- _Data supplied_
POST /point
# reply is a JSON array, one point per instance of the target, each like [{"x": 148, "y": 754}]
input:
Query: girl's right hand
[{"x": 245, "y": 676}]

- _The problem_
Could you turn every line of the records above into a Markdown table with the columns Row and Line, numbering each row and skipping any blank lines?

- _Exercise result_
| Row | Line |
|---|---|
| 1 | POST /point |
| 2 | # reply is a JSON array, one point per instance of the target, each like [{"x": 148, "y": 754}] |
| 3 | input: |
| 4 | Query: girl's right hand |
| 5 | [{"x": 245, "y": 676}] |